→ **Task statement**
Write out the data again in full, exactly as it reads.

☆ ☆ ☆ ☆

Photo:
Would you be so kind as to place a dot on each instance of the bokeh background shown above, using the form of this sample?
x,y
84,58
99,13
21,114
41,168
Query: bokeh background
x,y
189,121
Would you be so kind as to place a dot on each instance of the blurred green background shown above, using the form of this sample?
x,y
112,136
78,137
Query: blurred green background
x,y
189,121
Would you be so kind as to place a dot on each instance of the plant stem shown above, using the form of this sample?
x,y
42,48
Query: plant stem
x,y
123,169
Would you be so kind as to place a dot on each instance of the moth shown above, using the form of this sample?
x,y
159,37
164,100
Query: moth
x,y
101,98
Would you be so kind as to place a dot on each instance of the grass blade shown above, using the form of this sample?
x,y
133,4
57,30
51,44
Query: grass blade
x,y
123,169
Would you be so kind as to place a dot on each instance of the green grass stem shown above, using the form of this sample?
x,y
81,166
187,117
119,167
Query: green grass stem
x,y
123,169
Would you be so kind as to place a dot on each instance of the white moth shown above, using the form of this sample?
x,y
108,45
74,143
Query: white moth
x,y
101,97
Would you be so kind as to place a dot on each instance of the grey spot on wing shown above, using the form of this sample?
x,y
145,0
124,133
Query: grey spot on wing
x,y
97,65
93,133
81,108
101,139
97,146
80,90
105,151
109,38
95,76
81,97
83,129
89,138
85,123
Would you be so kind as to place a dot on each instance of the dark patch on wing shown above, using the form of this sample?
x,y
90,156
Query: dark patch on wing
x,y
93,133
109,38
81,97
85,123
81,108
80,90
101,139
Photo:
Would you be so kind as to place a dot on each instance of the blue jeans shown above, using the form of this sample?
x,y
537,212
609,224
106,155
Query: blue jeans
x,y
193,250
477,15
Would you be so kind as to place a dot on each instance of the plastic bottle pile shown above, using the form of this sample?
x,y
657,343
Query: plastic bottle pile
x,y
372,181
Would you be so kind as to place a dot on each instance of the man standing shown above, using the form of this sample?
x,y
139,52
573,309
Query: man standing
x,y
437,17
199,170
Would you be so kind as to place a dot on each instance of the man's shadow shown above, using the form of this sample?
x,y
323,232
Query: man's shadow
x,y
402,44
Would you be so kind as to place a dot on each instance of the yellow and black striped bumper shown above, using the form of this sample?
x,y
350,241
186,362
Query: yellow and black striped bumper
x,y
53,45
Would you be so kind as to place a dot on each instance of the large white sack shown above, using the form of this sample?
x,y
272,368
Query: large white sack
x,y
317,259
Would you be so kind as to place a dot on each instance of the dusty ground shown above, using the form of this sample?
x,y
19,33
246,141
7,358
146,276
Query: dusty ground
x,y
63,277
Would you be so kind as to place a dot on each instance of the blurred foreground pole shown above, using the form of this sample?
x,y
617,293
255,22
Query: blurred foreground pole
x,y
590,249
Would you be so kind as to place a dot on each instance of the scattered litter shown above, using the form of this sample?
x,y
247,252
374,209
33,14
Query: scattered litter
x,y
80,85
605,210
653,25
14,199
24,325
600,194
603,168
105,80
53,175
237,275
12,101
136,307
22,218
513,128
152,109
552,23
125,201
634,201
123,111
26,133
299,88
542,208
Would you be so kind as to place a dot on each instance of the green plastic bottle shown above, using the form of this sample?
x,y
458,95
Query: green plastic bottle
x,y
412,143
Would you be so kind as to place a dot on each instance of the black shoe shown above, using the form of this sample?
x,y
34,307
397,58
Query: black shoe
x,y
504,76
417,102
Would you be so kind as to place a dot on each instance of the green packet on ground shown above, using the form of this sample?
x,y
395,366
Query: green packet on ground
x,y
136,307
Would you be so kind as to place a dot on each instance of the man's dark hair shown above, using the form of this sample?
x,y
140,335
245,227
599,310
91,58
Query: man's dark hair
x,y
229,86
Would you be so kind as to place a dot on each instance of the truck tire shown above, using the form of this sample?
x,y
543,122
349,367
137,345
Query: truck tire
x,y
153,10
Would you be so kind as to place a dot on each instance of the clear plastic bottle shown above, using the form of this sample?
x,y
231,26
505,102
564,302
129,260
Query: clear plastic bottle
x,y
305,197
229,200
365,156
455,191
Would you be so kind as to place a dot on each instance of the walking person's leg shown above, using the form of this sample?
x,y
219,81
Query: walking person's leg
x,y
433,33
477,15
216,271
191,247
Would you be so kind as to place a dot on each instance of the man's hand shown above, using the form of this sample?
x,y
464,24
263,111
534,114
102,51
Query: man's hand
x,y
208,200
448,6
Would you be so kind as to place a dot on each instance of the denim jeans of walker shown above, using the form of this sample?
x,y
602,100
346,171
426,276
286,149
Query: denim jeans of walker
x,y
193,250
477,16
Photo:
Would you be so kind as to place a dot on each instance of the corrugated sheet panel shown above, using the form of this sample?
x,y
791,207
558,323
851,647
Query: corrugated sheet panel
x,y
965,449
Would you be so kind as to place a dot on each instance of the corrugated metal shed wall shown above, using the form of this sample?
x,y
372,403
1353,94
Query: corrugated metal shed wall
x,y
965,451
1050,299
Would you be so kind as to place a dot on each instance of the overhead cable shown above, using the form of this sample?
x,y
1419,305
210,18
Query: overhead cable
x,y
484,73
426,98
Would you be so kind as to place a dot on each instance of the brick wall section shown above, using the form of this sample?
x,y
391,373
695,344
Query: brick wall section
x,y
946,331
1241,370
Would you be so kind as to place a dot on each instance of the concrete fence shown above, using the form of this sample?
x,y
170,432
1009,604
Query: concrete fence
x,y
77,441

☆ ☆ ☆ ☆

→ **The completed task**
Photo:
Would you be so kind as to place a dot on each instance of the bokeh background shown above, using the form of this sample?
x,y
84,58
99,13
21,114
41,168
Query: bokeh background
x,y
189,121
Would you be so kind as to place a dot on each instance of the blurred green background shown above, using the form of this sample?
x,y
112,136
78,137
Query: blurred green background
x,y
189,121
Would you be so kind as to place a dot on each instance of the plant stem shown above, using the form of this sample?
x,y
42,48
Query: plant stem
x,y
123,169
Would you be so kind as to place a dot on each instance of the moth shown above, using the form of this sample?
x,y
159,37
164,100
Query: moth
x,y
101,98
Would you be so kind as to place a dot on each instance of the grass blade shown above, using the form of this sample?
x,y
133,4
57,30
51,44
Query: grass blade
x,y
123,169
Would you be so kind as to place a dot on each instance of the green grass stem shown above, using the form of this sample?
x,y
81,166
187,117
119,167
Query: green grass stem
x,y
123,169
Would you be so kind as to place a dot on each instance of the white moth shown above, using the form of this sample?
x,y
108,45
74,143
Query: white moth
x,y
101,97
Would you be so kind as to place a dot on each instance of the grey spot on wing shown above, using the form of this sample?
x,y
145,0
124,133
Query: grey spot on wing
x,y
97,65
93,133
81,108
101,139
97,146
80,90
105,151
109,38
95,76
81,97
83,129
89,138
85,123
Would you be so kind as to place a dot on each instance of the dark patch on wing shown above, using the form of this sample?
x,y
90,156
Query: dark patch on wing
x,y
93,133
109,38
81,97
85,123
81,108
80,90
101,139
Photo:
Would you be so kind as to place a dot on each instance of the blue jeans shown above, using the form of this sample?
x,y
537,212
609,224
106,155
Query: blue jeans
x,y
193,250
477,15
Would you be so kind as to place a dot on each instance of the plastic bottle pile shown above, using the form of this sample?
x,y
657,343
Query: plastic bottle pile
x,y
372,181
Would you be so kind as to place a dot on each instance of the man standing shown above, using the form of this sample?
x,y
139,52
573,309
Query: man standing
x,y
437,17
199,170
Would you be so kind as to place a dot on each instance of the man's shadow shown above, using the form of this sample?
x,y
323,232
Query: man's shadow
x,y
402,44
Would you be so kind as to place a dot on each instance of the yellow and black striped bumper shown above, using the form of this sample?
x,y
350,241
186,362
Query: yellow and black striped bumper
x,y
53,45
Would you be so kind as to place a dot on each instance of the large white sack shown above, using the form of this sample?
x,y
272,368
Query: large white sack
x,y
317,259
Would you be so kind as to place a dot on each instance of the dusty ground shown above, using the form of this sample?
x,y
19,33
246,141
7,358
146,276
Query: dusty ground
x,y
63,277
Would you be so kind as to place a dot on each instance of the blurred foreground pole shown above, using the form of this sample?
x,y
617,293
255,22
Query: blurred foreground pole
x,y
590,249
Would you be so kind as to place a dot on each instance of the scattered litter shown above, using the form of this sample?
x,y
247,252
374,209
33,14
Query: scattered litter
x,y
80,85
605,210
653,25
14,199
24,325
600,194
603,168
105,80
53,175
237,275
12,101
136,307
22,218
513,128
152,109
552,23
125,201
634,201
123,111
26,133
299,88
542,208
Would you be so kind as to place a dot on each instance of the green plastic bottle shown above, using the form of this sample?
x,y
458,95
Query: green plastic bottle
x,y
412,143
Would you be so kind as to place a dot on each instance of the black shoe shown above, using the form of this sample?
x,y
34,307
397,58
Query: black shoe
x,y
504,76
417,102
Would you be so kind as to place a dot on each instance of the green packet on ground shown above, using the form of this sample?
x,y
395,366
Query: green packet on ground
x,y
136,307
Would you be so kind as to place a dot on each instance of the man's dark hair shown above, using the form of this sample?
x,y
140,335
245,227
599,310
91,58
Query: man's dark hair
x,y
229,86
Would you be so kind as to place a dot on each instance of the truck tire shown above, using the form of this sample?
x,y
543,122
349,367
137,345
Query: truck tire
x,y
153,10
Would you be so kind as to place a dot on each instance of the clear plastic bottle shown above, using the form of this sample?
x,y
231,26
505,102
564,302
129,260
Query: clear plastic bottle
x,y
305,197
229,200
365,156
455,191
Would you be so kind as to place a dot on each instance of the walking person's leg shown above, using the form of this sample?
x,y
219,81
Query: walking person's leg
x,y
433,33
477,15
216,271
191,247
Would you be so kind as to place a dot on each instance of the man's hand shown above, using the form of this sample?
x,y
464,24
263,111
534,114
102,51
Query: man's hand
x,y
208,200
448,6
Would you be so kind as to place a dot on each instance of the denim jeans of walker shown above, using the form of this sample?
x,y
602,100
346,171
426,276
286,149
Query: denim jeans of walker
x,y
193,250
477,16
Photo:
Would you be so kind as to place a dot on each instance of the corrugated sheet panel shown above, using the form of this sample?
x,y
791,207
558,323
851,647
Query: corrugated sheet panel
x,y
965,449
Would you be so kind as to place a dot on each instance of the corrugated metal shed wall shown above, using the form of this sample?
x,y
372,403
1353,94
Query: corrugated metal shed wall
x,y
965,451
1050,299
Would you be so kind as to place a dot on each instance of the overhead cable shown above, using the form of this sample?
x,y
1419,305
210,18
Query: overhead cable
x,y
484,73
426,98
Would you be so kind as to place a dot on each instance of the brick wall section shown above, using the form of this sample?
x,y
391,373
695,344
Query: brick wall section
x,y
946,331
1241,370
Would you be so kind as to place a dot on each instance of the concrete fence shown above, using the form of this sample?
x,y
170,432
1009,604
Query: concrete fence
x,y
77,441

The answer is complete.